◆ **RECORD EXTRACTS**
-- Opening Marker --

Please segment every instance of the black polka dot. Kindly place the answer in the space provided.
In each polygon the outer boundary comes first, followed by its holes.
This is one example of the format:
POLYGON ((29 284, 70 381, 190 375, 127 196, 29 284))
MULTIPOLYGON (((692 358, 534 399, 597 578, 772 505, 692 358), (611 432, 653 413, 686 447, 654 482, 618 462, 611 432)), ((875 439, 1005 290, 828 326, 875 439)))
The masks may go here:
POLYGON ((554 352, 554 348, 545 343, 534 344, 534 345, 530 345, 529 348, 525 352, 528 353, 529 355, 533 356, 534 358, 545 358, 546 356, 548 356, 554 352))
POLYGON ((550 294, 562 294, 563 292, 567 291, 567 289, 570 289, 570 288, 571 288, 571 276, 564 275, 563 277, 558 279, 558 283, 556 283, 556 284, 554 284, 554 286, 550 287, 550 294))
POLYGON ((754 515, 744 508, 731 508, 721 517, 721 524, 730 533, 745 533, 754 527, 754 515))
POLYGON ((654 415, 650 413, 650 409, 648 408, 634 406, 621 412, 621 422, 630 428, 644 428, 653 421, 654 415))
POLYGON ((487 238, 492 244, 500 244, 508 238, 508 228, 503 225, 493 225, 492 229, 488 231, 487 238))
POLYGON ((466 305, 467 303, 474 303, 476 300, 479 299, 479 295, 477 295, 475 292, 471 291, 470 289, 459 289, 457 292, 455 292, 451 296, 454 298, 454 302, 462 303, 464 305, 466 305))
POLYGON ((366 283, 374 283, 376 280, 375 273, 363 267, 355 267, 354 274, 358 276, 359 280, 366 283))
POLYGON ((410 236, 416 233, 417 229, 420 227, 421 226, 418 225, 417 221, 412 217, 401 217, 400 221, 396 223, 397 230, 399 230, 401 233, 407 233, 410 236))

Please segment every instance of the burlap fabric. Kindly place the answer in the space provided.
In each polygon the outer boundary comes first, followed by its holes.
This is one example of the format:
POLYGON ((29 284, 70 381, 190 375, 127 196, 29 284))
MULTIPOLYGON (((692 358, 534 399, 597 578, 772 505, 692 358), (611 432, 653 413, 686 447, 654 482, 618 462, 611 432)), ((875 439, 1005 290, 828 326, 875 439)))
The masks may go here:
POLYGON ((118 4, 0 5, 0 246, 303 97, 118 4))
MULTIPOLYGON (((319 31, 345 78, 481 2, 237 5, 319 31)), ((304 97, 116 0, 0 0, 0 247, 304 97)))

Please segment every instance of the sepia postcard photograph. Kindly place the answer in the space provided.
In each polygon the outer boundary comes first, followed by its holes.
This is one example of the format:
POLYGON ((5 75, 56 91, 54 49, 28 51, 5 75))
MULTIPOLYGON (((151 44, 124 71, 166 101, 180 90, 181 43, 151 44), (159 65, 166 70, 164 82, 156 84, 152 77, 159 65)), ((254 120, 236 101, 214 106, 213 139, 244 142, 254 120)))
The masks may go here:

-- Closing Marker --

◆ **AIM OF THE TASK**
Copy out each line of the entries above that holds "Please".

◆ **RESULT BELOW**
Please segment every instance of the black polka dot. Kindly place the answer in the space provided.
Please segment every instance of the burlap fabric. Kindly place the answer in the space provided.
Please segment every instance of the sepia postcard photograph. Kindly place the answer in the space provided.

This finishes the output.